▶ [Aim]
Can you set out the lines below as a numbered list, leaving out any blank ones?

▶ [Data shown]
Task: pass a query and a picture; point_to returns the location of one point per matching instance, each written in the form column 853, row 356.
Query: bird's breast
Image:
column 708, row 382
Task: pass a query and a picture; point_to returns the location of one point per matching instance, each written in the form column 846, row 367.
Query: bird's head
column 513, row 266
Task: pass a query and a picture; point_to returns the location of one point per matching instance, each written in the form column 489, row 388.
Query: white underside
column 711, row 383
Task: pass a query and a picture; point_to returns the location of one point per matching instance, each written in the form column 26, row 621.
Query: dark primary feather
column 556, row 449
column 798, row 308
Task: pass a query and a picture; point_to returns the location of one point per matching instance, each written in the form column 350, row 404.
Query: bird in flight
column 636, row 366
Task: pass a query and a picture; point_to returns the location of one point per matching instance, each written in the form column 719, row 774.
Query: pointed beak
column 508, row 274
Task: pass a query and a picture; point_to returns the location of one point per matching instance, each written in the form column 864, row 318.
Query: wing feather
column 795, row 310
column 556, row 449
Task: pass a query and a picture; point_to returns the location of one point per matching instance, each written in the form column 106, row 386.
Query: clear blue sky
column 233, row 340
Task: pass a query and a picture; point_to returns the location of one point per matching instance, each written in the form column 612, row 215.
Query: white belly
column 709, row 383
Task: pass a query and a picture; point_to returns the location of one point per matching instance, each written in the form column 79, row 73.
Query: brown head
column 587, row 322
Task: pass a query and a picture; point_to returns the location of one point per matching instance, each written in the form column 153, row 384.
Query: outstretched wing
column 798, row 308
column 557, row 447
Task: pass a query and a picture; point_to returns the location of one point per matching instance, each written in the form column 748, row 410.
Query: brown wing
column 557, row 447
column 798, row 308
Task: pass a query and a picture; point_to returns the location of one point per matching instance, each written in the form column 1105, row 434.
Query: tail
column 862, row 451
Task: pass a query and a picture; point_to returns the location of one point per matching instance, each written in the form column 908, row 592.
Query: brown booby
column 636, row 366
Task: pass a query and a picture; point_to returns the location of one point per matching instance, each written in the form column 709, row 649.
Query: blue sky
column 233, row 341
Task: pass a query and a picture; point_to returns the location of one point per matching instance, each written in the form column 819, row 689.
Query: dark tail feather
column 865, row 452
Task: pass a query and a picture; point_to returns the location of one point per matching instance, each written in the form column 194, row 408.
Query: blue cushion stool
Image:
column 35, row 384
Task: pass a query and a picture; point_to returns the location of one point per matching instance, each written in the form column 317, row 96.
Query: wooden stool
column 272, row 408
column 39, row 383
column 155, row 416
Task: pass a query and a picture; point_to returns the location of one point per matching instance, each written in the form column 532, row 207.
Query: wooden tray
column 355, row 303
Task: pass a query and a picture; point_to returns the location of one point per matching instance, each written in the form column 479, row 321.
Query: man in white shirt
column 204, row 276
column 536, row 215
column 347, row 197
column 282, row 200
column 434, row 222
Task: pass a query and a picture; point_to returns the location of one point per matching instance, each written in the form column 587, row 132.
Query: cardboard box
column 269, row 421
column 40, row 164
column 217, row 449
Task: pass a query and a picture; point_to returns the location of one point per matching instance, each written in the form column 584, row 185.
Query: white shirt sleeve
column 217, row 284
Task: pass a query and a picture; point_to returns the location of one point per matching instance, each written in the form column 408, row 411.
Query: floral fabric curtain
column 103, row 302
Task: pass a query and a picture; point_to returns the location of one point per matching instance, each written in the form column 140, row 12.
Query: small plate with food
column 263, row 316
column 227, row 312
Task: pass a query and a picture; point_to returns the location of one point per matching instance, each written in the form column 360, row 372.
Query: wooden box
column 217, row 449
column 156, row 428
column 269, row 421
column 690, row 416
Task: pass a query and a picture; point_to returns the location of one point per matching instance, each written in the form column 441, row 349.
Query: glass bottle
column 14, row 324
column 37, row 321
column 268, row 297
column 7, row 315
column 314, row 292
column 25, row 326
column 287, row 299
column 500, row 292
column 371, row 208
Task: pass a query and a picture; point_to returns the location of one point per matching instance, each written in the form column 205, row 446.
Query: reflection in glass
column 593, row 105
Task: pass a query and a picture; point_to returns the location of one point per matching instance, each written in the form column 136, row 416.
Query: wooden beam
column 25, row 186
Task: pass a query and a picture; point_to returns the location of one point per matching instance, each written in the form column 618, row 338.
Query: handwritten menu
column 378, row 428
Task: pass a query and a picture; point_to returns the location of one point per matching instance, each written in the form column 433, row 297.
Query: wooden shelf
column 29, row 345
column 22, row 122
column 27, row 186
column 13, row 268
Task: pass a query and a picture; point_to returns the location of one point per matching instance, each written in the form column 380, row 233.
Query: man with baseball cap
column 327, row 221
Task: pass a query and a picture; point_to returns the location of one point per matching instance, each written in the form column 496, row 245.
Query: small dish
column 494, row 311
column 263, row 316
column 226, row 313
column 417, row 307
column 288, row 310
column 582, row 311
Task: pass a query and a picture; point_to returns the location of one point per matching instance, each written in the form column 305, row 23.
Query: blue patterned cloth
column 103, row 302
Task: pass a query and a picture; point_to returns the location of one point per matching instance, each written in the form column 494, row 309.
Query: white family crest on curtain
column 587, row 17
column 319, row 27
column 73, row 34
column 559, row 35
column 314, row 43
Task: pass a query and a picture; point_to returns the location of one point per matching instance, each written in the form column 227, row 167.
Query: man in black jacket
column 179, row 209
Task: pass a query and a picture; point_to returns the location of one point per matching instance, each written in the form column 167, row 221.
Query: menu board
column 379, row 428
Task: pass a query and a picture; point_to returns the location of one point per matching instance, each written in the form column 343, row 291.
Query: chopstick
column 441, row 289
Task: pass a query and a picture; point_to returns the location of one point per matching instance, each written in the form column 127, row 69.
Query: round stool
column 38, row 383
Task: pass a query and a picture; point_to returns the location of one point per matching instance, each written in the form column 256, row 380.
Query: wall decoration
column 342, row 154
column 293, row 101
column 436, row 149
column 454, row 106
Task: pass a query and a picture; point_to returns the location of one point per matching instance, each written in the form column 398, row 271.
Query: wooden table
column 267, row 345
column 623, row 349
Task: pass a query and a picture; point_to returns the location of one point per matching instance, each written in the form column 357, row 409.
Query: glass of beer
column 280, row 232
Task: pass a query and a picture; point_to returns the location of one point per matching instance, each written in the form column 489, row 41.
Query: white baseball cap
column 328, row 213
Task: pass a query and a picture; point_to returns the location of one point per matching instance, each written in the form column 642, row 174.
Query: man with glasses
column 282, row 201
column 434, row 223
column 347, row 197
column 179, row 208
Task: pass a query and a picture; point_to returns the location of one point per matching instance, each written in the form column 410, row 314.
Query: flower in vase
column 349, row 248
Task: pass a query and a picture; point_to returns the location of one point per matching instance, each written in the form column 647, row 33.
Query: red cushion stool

▶ [Result of this exercise]
1. Task: pass a query and a picture; point_to returns the location of one point per matching instance, each written in the form column 853, row 356.
2. Query: bird's breast
3. Image:
4. column 708, row 382
5. Task: pass a query and a picture; point_to returns the location of one point per matching instance, each written in the form column 846, row 367.
6. Query: bird's head
7. column 513, row 266
8. Task: pass a query and a picture; point_to returns the location of one point per matching instance, each written in the form column 489, row 388.
9. Query: white underside
10. column 711, row 383
11. Task: pass a query and a picture; point_to returns the location of one point per matching instance, each written in the form column 26, row 621.
12. Query: dark primary feather
13. column 556, row 449
14. column 798, row 308
15. Task: pass a query and a picture; point_to returns the location of one point per matching instance, each written in the form column 350, row 404.
16. Query: bird in flight
17. column 636, row 366
18. Task: pass a query and a picture; point_to returns the location of one point per matching instance, each written in the form column 719, row 774.
19. Query: pointed beak
20. column 508, row 274
21. Task: pass a query and a picture; point_to returns the location of one point per matching instance, each written in the form column 864, row 318.
22. Query: wing feather
23. column 795, row 310
24. column 556, row 449
25. Task: pass a query and a picture; point_to returns the location of one point per matching instance, each written in the form column 106, row 386.
26. Query: clear blue sky
27. column 233, row 340
28. Task: pass a query and a picture; point_to returns the location of one point per matching instance, each written in the form column 612, row 215.
29. Query: white belly
30. column 709, row 383
31. Task: pass a query and a picture; point_to returns the location of one point per matching instance, each written in the form column 79, row 73.
32. Query: brown head
33. column 587, row 322
34. Task: pass a query and a picture; point_to returns the location of one point per matching instance, each written in the form column 153, row 384.
35. Query: outstretched wing
36. column 798, row 308
37. column 557, row 447
38. Task: pass a query and a picture; point_to returns the location of one point per matching instance, each written in the form column 748, row 410.
39. Query: brown wing
40. column 557, row 447
41. column 798, row 308
42. Task: pass a query and a picture; point_to returns the location of one point per matching instance, each written in the form column 1105, row 434.
43. Query: tail
44. column 862, row 451
45. Task: pass a query and a picture; point_to returns the location of one point per matching instance, each written in the form column 908, row 592.
46. Query: brown booby
47. column 636, row 366
48. Task: pass a query and a picture; point_to returns the location of one point per matching instance, each written in the form column 709, row 649.
49. Query: blue sky
50. column 233, row 341
51. Task: pass a query and a picture; point_to returns the location of one point per matching instance, each written in the form column 819, row 689.
52. Query: dark tail feather
53. column 865, row 452
54. Task: pass a query and a picture; point_to returns the location of one point per matching instance, each written in the form column 194, row 408.
55. Query: blue cushion stool
56. Image:
57. column 35, row 384
58. Task: pass a query and a picture; point_to returns the location of one point per matching instance, each written in the form column 317, row 96.
59. Query: wooden stool
60. column 272, row 408
61. column 39, row 383
62. column 155, row 416
63. Task: pass a query and a picture; point_to returns the location of one point per matching instance, each written in the form column 532, row 207.
64. Query: wooden tray
65. column 355, row 303
66. Task: pass a query and a picture; point_to returns the location of one point per matching instance, each written in the form column 479, row 321.
67. Query: man in white shirt
68. column 204, row 276
69. column 536, row 215
70. column 347, row 197
71. column 282, row 200
72. column 434, row 222
73. Task: pass a query and a picture; point_to returns the location of one point per matching instance, each written in the form column 587, row 132.
74. Query: cardboard box
75. column 269, row 421
76. column 40, row 164
77. column 217, row 449
78. Task: pass a query and a picture; point_to returns the location of one point per matching instance, each written in the form column 584, row 185.
79. Query: white shirt sleeve
80. column 217, row 284
81. Task: pass a query and a picture; point_to returns the location of one point per matching instance, each written in the form column 408, row 411.
82. Query: floral fabric curtain
83. column 103, row 302
84. Task: pass a query and a picture; point_to returns the location of one point per matching instance, each written in the form column 140, row 12.
85. Query: small plate with food
86. column 263, row 316
87. column 227, row 312
88. Task: pass a query and a picture; point_to returns the location of one point per matching instance, each written in the form column 360, row 372.
89. Query: wooden box
90. column 217, row 449
91. column 156, row 428
92. column 269, row 421
93. column 690, row 416
94. Task: pass a query and a picture; point_to returns the location of one point per matching instance, each written in the form column 441, row 349.
95. Query: glass bottle
96. column 14, row 324
97. column 37, row 321
98. column 268, row 297
99. column 7, row 315
100. column 314, row 292
101. column 25, row 326
102. column 287, row 299
103. column 500, row 292
104. column 371, row 208
105. Task: pass a query and a picture; point_to returns the location of one point per matching instance, each written in the form column 205, row 446.
106. Query: reflection in glass
107. column 593, row 105
108. Task: pass a query and a picture; point_to returns the location of one point per matching instance, each written in the form column 136, row 416.
109. Query: wooden beam
110. column 25, row 186
111. Task: pass a query and a picture; point_to returns the location of one point per matching instance, each written in the form column 618, row 338.
112. Query: handwritten menu
113. column 378, row 428
114. Task: pass a query and a picture; point_to returns the location of one point per matching instance, each written in the form column 433, row 297.
115. Query: wooden shelf
116. column 29, row 345
117. column 22, row 122
118. column 27, row 186
119. column 13, row 268
120. Task: pass a query and a picture; point_to returns the location of one point per matching instance, each written in the form column 380, row 233.
121. Query: man with baseball cap
122. column 327, row 221
123. Task: pass a query and a picture; point_to returns the location of one point per matching instance, each written in the form column 496, row 245.
124. Query: small dish
125. column 494, row 311
126. column 263, row 316
127. column 226, row 313
128. column 417, row 307
129. column 288, row 310
130. column 582, row 311
131. Task: pass a query and a picture; point_to returns the location of one point per matching instance, each written in the form column 305, row 23.
132. Query: blue patterned cloth
133. column 103, row 302
134. Task: pass a query and a picture; point_to returns the location of one point per matching instance, each written in the form column 494, row 309.
135. Query: white family crest on curtain
136. column 587, row 17
137. column 319, row 27
138. column 73, row 34
139. column 559, row 35
140. column 314, row 43
141. Task: pass a query and a picture; point_to returns the location of one point per matching instance, each written in the form column 227, row 167.
142. Query: man in black jacket
143. column 179, row 209
144. Task: pass a query and a picture; point_to returns the location of one point per matching instance, each written in the form column 167, row 221.
145. Query: menu board
146. column 379, row 428
147. Task: pass a query and a picture; point_to returns the location of one point per matching instance, each written in the form column 343, row 291.
148. Query: chopstick
149. column 441, row 289
150. Task: pass a query and a picture; point_to returns the location of one point per matching instance, each written in the form column 127, row 69.
151. Query: round stool
152. column 38, row 383
153. Task: pass a query and a picture; point_to returns the location of one point per matching instance, each written in the form column 256, row 380.
154. Query: wall decoration
155. column 342, row 154
156. column 293, row 101
157. column 436, row 149
158. column 454, row 106
159. Task: pass a query and a picture; point_to returns the location of one point per matching instance, each written in the form column 398, row 271.
160. Query: wooden table
161. column 267, row 345
162. column 623, row 349
163. Task: pass a query and a picture; point_to returns the location of one point per matching instance, each written in the form column 357, row 409.
164. Query: glass of beer
165. column 280, row 232
166. Task: pass a query and a picture; point_to returns the location of one point per matching instance, each written in the form column 489, row 41.
167. Query: white baseball cap
168. column 328, row 213
169. Task: pass a query and a picture; point_to returns the location of one point per matching instance, each written in the form column 642, row 174.
170. Query: man with glasses
171. column 282, row 201
172. column 434, row 223
173. column 347, row 197
174. column 179, row 208
175. Task: pass a query and a picture; point_to returns the location of one point per matching instance, each written in the form column 410, row 314.
176. Query: flower in vase
177. column 349, row 248
178. Task: pass a query and a picture; point_to returns the location of one point per matching instance, each written in the form column 647, row 33.
179. Query: red cushion stool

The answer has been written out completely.